**JOB**
Rewrite everything from the line containing "# test: identify the blue denim" down to the line containing "x=561 y=360" in the records as a numbered list, leaving out any blank lines.

Location annotation dataset excerpts:

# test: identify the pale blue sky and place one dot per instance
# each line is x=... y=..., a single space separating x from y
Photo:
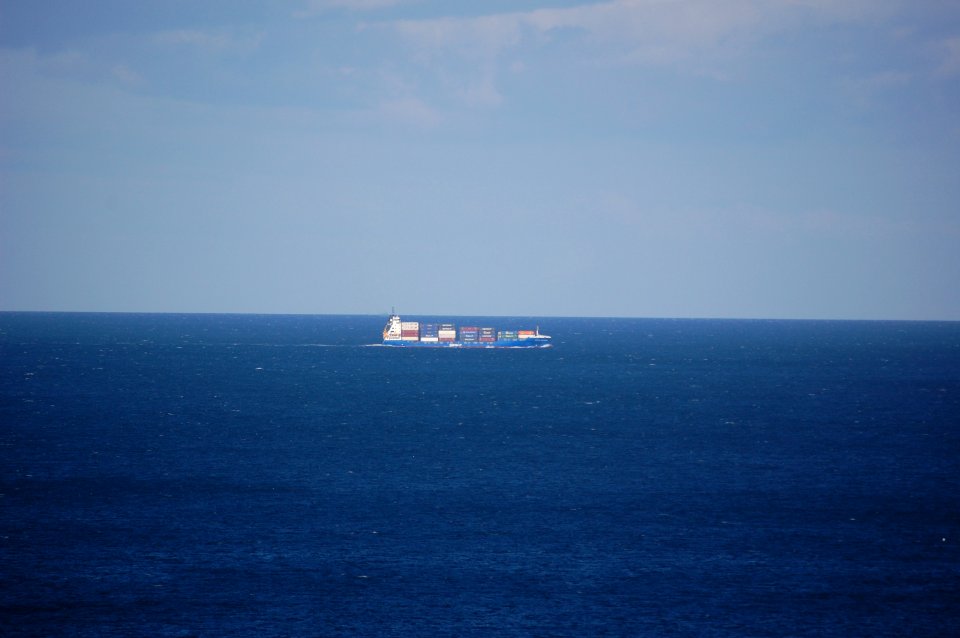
x=652 y=158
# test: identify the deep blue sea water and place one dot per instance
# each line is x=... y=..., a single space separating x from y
x=209 y=475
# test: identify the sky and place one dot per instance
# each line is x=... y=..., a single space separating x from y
x=633 y=158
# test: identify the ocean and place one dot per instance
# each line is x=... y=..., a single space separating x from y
x=262 y=475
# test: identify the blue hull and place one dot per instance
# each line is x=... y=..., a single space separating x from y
x=533 y=342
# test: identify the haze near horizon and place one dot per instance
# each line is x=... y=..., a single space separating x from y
x=684 y=158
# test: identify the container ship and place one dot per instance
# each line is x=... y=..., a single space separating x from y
x=447 y=335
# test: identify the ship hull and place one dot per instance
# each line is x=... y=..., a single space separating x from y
x=533 y=342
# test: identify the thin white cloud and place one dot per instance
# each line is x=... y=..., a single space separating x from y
x=950 y=57
x=643 y=31
x=698 y=36
x=315 y=7
x=209 y=41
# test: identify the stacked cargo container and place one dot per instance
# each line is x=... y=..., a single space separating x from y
x=430 y=332
x=447 y=332
x=410 y=330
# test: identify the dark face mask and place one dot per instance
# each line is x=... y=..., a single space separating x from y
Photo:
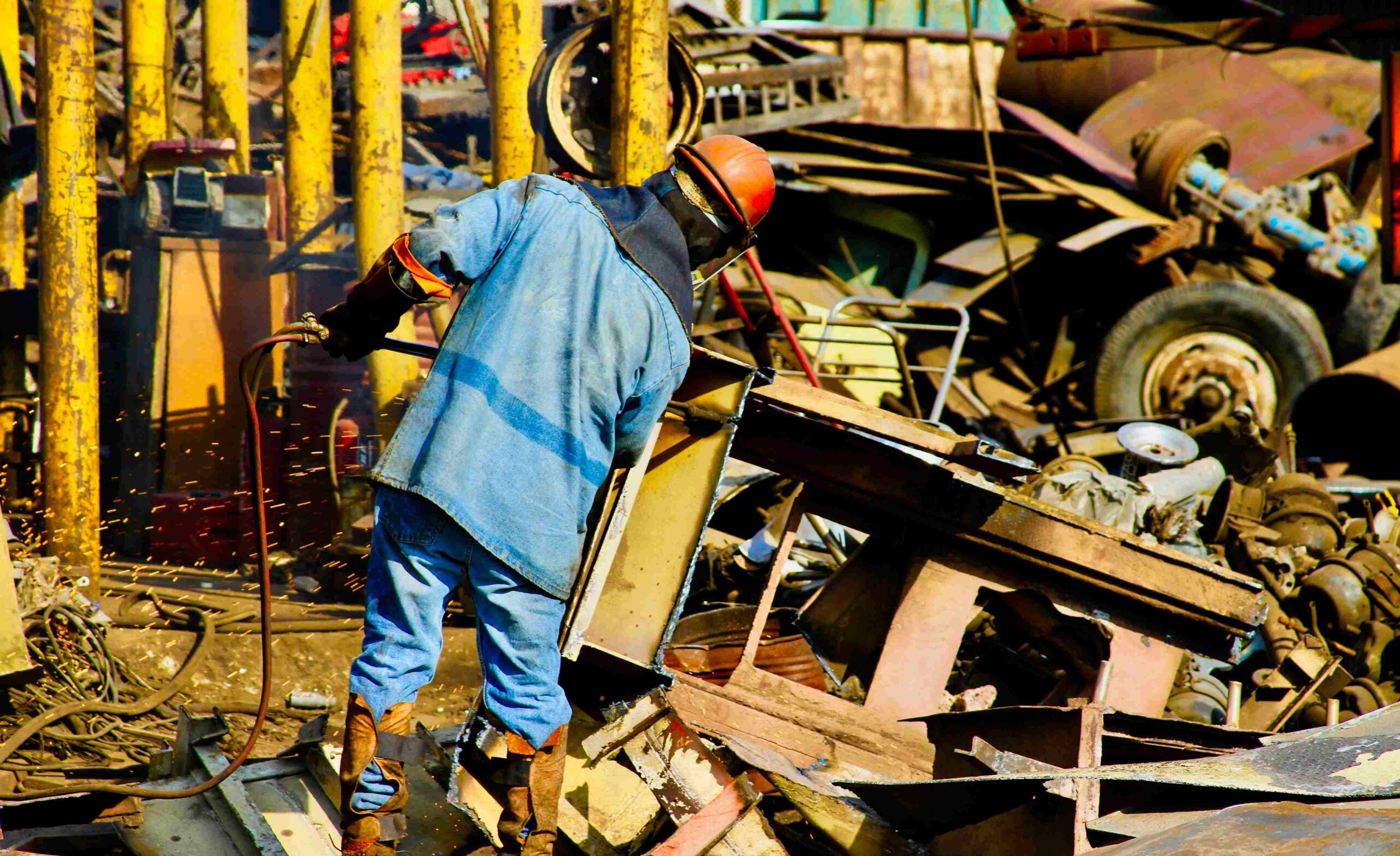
x=704 y=241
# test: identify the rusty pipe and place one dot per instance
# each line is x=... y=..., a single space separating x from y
x=517 y=39
x=640 y=116
x=226 y=74
x=68 y=282
x=143 y=62
x=306 y=73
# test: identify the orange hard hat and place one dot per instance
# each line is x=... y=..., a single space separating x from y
x=736 y=171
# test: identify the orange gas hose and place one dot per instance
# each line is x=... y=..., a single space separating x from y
x=249 y=368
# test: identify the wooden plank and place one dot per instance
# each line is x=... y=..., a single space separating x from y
x=923 y=640
x=1091 y=754
x=854 y=55
x=643 y=592
x=780 y=556
x=596 y=577
x=720 y=711
x=920 y=91
x=1007 y=537
x=883 y=81
x=704 y=829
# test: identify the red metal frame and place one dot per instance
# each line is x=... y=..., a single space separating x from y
x=733 y=298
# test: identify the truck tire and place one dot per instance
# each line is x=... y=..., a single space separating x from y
x=1206 y=347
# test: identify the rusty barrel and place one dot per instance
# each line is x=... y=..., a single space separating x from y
x=1349 y=416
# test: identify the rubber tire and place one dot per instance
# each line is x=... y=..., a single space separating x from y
x=1280 y=326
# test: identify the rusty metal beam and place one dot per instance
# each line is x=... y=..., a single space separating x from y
x=640 y=116
x=377 y=167
x=1001 y=535
x=306 y=73
x=828 y=406
x=516 y=43
x=11 y=206
x=226 y=74
x=143 y=31
x=68 y=282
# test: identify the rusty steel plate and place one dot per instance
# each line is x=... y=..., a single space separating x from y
x=1276 y=132
x=1276 y=829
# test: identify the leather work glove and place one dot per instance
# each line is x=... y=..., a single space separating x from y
x=393 y=287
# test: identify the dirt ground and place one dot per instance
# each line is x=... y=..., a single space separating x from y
x=318 y=662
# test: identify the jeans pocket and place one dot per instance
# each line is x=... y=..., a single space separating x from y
x=408 y=518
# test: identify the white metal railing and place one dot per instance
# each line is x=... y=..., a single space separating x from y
x=848 y=370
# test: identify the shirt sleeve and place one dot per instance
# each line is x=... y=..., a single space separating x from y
x=639 y=416
x=463 y=241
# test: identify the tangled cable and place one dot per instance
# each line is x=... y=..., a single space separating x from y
x=108 y=679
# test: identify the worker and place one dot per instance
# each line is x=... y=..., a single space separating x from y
x=570 y=339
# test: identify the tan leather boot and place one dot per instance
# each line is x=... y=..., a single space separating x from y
x=527 y=782
x=374 y=832
x=533 y=809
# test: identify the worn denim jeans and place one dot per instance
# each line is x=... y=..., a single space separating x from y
x=418 y=559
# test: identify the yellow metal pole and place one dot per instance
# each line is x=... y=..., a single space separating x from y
x=11 y=206
x=517 y=28
x=226 y=73
x=639 y=105
x=306 y=73
x=377 y=167
x=68 y=282
x=143 y=30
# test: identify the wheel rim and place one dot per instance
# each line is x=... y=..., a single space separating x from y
x=1206 y=374
x=579 y=122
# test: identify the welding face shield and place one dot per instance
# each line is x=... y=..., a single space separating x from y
x=730 y=182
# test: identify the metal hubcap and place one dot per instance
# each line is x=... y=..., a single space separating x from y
x=1201 y=376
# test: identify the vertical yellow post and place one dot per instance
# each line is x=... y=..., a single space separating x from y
x=11 y=207
x=143 y=30
x=640 y=116
x=68 y=280
x=377 y=167
x=306 y=96
x=226 y=74
x=517 y=28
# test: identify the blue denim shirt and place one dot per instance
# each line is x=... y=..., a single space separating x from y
x=561 y=360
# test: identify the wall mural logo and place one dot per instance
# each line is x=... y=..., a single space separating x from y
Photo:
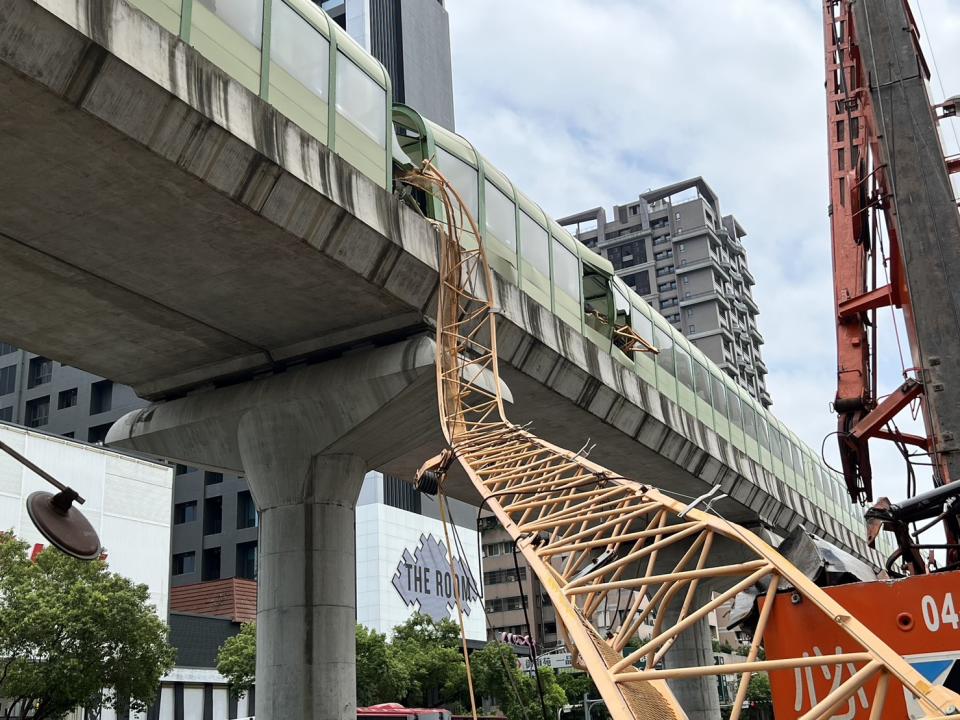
x=424 y=578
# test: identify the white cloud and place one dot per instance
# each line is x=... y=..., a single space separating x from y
x=586 y=103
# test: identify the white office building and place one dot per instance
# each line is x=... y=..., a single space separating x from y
x=402 y=561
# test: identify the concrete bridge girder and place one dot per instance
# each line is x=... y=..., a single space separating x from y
x=176 y=161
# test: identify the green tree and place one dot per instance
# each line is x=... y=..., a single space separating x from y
x=428 y=653
x=237 y=660
x=381 y=674
x=496 y=675
x=576 y=685
x=73 y=634
x=759 y=688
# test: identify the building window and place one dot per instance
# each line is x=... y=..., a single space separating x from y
x=246 y=511
x=184 y=563
x=247 y=560
x=98 y=433
x=641 y=282
x=213 y=515
x=8 y=379
x=41 y=370
x=245 y=17
x=67 y=398
x=361 y=100
x=38 y=411
x=210 y=567
x=184 y=512
x=101 y=396
x=400 y=494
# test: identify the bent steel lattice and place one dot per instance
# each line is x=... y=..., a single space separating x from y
x=594 y=537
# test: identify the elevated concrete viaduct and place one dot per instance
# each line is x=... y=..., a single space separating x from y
x=276 y=305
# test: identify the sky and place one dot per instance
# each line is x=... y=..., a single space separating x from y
x=586 y=103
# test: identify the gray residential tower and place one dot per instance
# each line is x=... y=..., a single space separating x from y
x=674 y=247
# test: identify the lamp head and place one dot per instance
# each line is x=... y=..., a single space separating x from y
x=62 y=524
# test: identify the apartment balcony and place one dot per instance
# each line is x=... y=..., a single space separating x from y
x=695 y=264
x=701 y=334
x=632 y=235
x=701 y=297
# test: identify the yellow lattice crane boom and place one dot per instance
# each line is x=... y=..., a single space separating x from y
x=593 y=536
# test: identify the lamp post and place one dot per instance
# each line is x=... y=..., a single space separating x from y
x=55 y=516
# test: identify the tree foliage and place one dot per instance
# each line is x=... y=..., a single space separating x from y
x=73 y=634
x=422 y=666
x=382 y=676
x=237 y=660
x=576 y=685
x=759 y=688
x=497 y=675
x=429 y=655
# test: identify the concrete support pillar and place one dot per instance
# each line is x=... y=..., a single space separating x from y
x=306 y=594
x=699 y=697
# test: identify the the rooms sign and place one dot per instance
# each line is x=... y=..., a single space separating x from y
x=424 y=579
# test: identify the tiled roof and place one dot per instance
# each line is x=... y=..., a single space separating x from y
x=235 y=599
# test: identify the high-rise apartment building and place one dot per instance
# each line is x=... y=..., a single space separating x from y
x=412 y=39
x=675 y=249
x=41 y=393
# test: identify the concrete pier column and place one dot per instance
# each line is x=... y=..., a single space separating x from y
x=699 y=697
x=306 y=591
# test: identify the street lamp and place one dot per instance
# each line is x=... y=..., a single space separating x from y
x=587 y=704
x=55 y=516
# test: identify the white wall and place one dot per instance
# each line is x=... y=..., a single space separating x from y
x=127 y=501
x=383 y=533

**FULL OUTPUT**
1. # test: identify the blue denim shirt and place one dot per instance
2. # each line is x=... y=..., a single space separating x from y
3. x=561 y=360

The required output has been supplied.